> _Exercise_:
Output all of the records word for word and drop the images.

> _Input data_:
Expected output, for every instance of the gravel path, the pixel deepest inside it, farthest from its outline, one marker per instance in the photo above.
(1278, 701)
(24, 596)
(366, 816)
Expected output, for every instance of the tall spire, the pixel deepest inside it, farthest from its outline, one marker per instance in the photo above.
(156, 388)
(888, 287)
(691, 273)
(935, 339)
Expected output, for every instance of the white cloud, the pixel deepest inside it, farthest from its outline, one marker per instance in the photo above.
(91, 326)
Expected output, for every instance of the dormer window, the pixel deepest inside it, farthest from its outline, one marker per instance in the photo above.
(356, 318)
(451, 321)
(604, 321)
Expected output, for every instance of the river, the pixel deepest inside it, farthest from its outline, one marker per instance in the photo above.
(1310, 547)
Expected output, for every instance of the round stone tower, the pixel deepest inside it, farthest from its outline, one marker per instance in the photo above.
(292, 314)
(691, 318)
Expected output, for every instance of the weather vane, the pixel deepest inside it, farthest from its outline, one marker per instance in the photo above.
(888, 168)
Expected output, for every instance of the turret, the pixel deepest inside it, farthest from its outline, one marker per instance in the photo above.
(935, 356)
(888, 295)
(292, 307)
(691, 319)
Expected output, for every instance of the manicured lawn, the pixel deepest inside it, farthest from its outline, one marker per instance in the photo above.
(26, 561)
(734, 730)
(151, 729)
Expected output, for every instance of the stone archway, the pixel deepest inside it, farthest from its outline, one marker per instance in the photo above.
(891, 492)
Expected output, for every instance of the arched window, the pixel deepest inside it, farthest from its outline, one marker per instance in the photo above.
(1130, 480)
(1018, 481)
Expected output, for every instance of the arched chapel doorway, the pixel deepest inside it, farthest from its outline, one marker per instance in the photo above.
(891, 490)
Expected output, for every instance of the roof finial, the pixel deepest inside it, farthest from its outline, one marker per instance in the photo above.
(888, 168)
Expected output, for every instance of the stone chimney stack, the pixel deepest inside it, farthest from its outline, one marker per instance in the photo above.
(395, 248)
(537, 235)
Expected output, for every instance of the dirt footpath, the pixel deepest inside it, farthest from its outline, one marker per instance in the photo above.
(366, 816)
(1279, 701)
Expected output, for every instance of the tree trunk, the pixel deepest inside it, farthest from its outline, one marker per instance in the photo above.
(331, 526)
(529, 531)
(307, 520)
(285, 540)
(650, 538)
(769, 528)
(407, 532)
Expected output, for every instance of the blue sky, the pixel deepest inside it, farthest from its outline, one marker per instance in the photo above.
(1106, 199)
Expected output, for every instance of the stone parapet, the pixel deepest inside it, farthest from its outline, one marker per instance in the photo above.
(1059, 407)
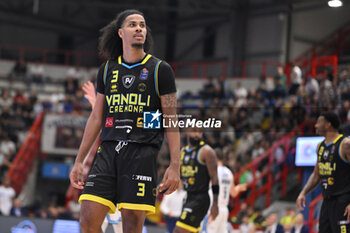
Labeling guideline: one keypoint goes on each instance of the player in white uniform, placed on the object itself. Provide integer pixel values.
(227, 188)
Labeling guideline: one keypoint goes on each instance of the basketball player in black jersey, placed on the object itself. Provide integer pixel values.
(133, 88)
(198, 168)
(333, 172)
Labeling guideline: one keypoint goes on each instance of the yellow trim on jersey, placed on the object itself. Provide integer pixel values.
(156, 77)
(105, 72)
(103, 201)
(198, 157)
(187, 227)
(146, 59)
(335, 140)
(131, 206)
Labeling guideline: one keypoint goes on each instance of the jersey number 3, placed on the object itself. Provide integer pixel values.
(141, 191)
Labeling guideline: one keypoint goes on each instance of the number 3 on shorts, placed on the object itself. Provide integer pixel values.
(141, 191)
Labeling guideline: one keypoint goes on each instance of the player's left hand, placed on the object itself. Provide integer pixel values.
(171, 180)
(214, 211)
(347, 212)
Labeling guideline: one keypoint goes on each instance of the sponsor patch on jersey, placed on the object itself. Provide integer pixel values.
(114, 88)
(109, 122)
(142, 87)
(128, 80)
(139, 122)
(144, 74)
(325, 155)
(151, 120)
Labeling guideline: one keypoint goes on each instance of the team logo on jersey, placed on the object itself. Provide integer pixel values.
(325, 154)
(186, 159)
(191, 181)
(142, 87)
(128, 80)
(109, 122)
(333, 149)
(144, 74)
(151, 120)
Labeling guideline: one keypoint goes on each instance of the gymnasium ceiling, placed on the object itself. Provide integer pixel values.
(86, 17)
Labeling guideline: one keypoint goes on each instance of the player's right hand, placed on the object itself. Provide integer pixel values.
(76, 176)
(214, 212)
(301, 201)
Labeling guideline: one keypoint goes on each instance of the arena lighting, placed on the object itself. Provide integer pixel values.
(335, 3)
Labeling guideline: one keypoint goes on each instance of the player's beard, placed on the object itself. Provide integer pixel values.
(137, 46)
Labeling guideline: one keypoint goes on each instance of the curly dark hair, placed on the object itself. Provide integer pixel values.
(332, 118)
(110, 44)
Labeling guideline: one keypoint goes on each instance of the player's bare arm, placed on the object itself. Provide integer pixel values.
(209, 157)
(345, 153)
(90, 93)
(345, 149)
(92, 129)
(172, 174)
(312, 182)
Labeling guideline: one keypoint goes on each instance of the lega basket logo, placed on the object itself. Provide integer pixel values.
(128, 80)
(151, 120)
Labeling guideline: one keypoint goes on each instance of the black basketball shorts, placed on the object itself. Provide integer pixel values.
(123, 174)
(193, 211)
(332, 219)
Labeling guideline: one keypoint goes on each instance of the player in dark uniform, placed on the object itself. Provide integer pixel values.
(133, 88)
(198, 168)
(333, 171)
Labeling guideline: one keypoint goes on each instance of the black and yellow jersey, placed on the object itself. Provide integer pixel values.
(194, 172)
(131, 90)
(333, 169)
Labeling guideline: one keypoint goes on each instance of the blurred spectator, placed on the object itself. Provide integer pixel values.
(288, 220)
(171, 207)
(5, 163)
(344, 85)
(280, 83)
(246, 226)
(70, 86)
(240, 94)
(6, 195)
(5, 99)
(19, 71)
(8, 147)
(311, 87)
(208, 90)
(299, 226)
(36, 73)
(295, 79)
(38, 108)
(272, 225)
(74, 207)
(17, 209)
(19, 99)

> _Response for this exercise_:
Expected output, for every instance of the gravel path, the pixel deepest inside it, farthest from its outline, one marker per instance in the photo above.
(1278, 701)
(24, 596)
(366, 816)
Expected output, for every instance of the tall spire, the pixel deepest inside it, farthest from its outline, one marker per instance in the photo above.
(156, 388)
(888, 287)
(691, 273)
(935, 339)
Expected output, for every instance of the white cloud, the pixel deepest inside it, farthest from its outline, one marker per instance in the photo above.
(91, 326)
Expected output, for every instance of the dormer window, the pixel deepest inside it, farthest from its outline, one marker per instance in the photo above.
(356, 318)
(451, 321)
(604, 321)
Expected output, for every instance of the river, the pixel deepest inside it, farthest from its outline, one marker per instance in the photo above.
(1310, 547)
Expected output, for every instance of the round stone tower, the pixel deepest inside it, farthest from its outline, one marker per instance in the photo above.
(292, 314)
(691, 318)
Expected output, for every instance of the weather vane, the pixel deepest inside it, farthest from its outline, one marker per instance in the photo above.
(888, 168)
Expected output, for every instance of the turret, the pixel deepest inside it, farthest from its outline, one marker per instance in the photo above.
(935, 356)
(888, 295)
(292, 307)
(691, 319)
Expected output, for every instance of the manicured lawn, the pixel deepest inside it, farthest from its outline, one marker per instance in the photo above.
(26, 561)
(734, 730)
(151, 729)
Expected output, for every instance of the stone archway, the pixel deepest inside it, farthest from its outline, one marker per instance in the photo above.
(891, 492)
Expected output, for every instance of the arched window, the pixel deepest inside it, farthest from its outline, one marker per instance in the photo above.
(1130, 480)
(1018, 481)
Expected output, for every instance of the arched chapel doorway, the pixel deepest inside it, farthest from its outline, one marker per instance in the photo above.
(891, 490)
Expected output, for every instance of the roof finial, the pixel deepest inside it, farthest from its outline, one marker per instance in the photo above.
(888, 168)
Expected output, for every instance of the stone chimney stack, the pixel deepest inside it, farthest from its outline, one marker per instance in the photo above.
(395, 248)
(537, 235)
Expected output, for every instance of the dirt footpath, the pixel deepest inside it, farthest from its outline, one marker per instance in the photo above.
(366, 816)
(1279, 701)
Expected output, for every instance of the tree trunk, the pixel deepest inside it, farthest from its outline, one marker per instance in the photo above.
(331, 526)
(529, 531)
(307, 520)
(285, 540)
(650, 538)
(769, 528)
(407, 532)
Expected output, for every instance of the blue sky, the pixel deepest inside it, farthest from its outline, one marker per instance in the photo above.
(1106, 199)
Expected output, for every instance of the stone parapet, the pixel deepest inside it, farthest from its outline, one marker per instance in the photo above.
(1059, 407)
Labeling guideline: one keypoint goes on each instance of the player in white uniform, placed on the object itself. Provide integer pixel values.
(227, 188)
Labeling guideline: one keypoint goes on each instance of the basketball player in black jersey, placed on the object itself. Provide integer pixel values.
(133, 88)
(198, 168)
(333, 172)
Labeling guideline: one keypoint goes on each instance of the yellow trim on jersey, placed on the object itself. Provide integer pixel values.
(156, 77)
(105, 72)
(103, 201)
(198, 157)
(187, 227)
(146, 59)
(335, 140)
(131, 206)
Labeling guideline: one keypoint goes on each instance of the jersey number 3, placed on the object itself. Provide integer pixel values.
(141, 191)
Labeling guideline: one keypoint goes on each instance of the number 3 on shorts, placed on the object itself. Provide integer pixel values.
(141, 191)
Labeling guideline: one keypoint goes on each instance of the player's left hand, placed on the object itself. Provide integer pixel values.
(171, 180)
(214, 211)
(347, 212)
Labeling guideline: one keypoint goes on each instance of the sponsor patch on jersey, placed on the object itself. Provide integer pixel values.
(114, 88)
(109, 122)
(142, 87)
(128, 80)
(139, 122)
(144, 74)
(325, 155)
(151, 120)
Labeling guideline: one keypoint goes on each instance of the team logo on jersey, placed on the object itself. Provide integer pixel values.
(325, 154)
(186, 159)
(191, 181)
(142, 87)
(128, 80)
(109, 122)
(333, 149)
(144, 74)
(151, 120)
Labeling guideline: one keypoint goes on each instance of the gymnasium ceiling, placed on the object itself. Provide integer pixel values.
(86, 17)
Labeling guideline: one keypoint goes on each instance of the player's right hand, placed on the object itself. Provide integer pixel values.
(76, 176)
(214, 212)
(301, 201)
Labeling guideline: one keypoint goes on each instance of the arena lighting, placed on the object itself. Provide integer pixel values.
(335, 3)
Labeling guideline: one keypoint goes on each instance of the player's beard, placed on the object itself. Provide integer pixel values.
(137, 46)
Labeling guideline: one keypoint goes on each instance of the curly dark hair, placed on the object itself. Provide integer pixel values.
(332, 118)
(110, 44)
Labeling guideline: one keypoint goes on each instance of the player's bare arm, placed on the object itself. Provide integer pixel values.
(209, 157)
(345, 153)
(90, 93)
(345, 149)
(92, 129)
(172, 174)
(312, 182)
Labeling guideline: one keypoint goes on each instance of the lega basket logo, placed on the object itself. Provide integer pixel values.
(128, 80)
(151, 120)
Labeling guideline: one keypoint goes on each instance of the black basketball shorts, placed on the object itself. Provide integer pixel values.
(123, 174)
(193, 211)
(332, 219)
Labeling guideline: one keypoint goes on each instance of the player in dark uniform, placed on the object itself. Provide integer pixel values.
(133, 88)
(198, 168)
(333, 171)
Labeling guideline: one keypoint goes on each instance of the black and yellow jersey, placed on the object itself. Provide integer pixel values.
(194, 172)
(131, 90)
(333, 169)
Labeling guideline: one keypoint goes on each instance of the blurred spectator, placed on the object itself. Provide integer pixel values.
(288, 220)
(171, 207)
(5, 163)
(344, 85)
(280, 83)
(246, 226)
(70, 86)
(240, 94)
(6, 195)
(5, 99)
(19, 71)
(8, 147)
(311, 87)
(208, 90)
(299, 226)
(36, 73)
(295, 79)
(38, 108)
(272, 225)
(74, 207)
(17, 209)
(19, 99)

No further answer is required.